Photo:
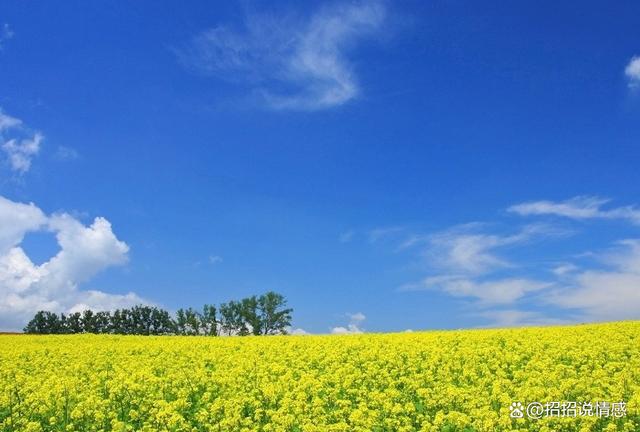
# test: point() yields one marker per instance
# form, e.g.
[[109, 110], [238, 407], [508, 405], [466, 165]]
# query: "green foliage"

################

Swap "green foliage" for "leafy plants" throughout the records above, leave everything else unchanged, and omit the pictures from your reproduction.

Photo:
# test: point() yields one marker per instance
# form, e.g.
[[109, 110], [238, 407], [508, 405], [466, 165]]
# query: "leafy plants"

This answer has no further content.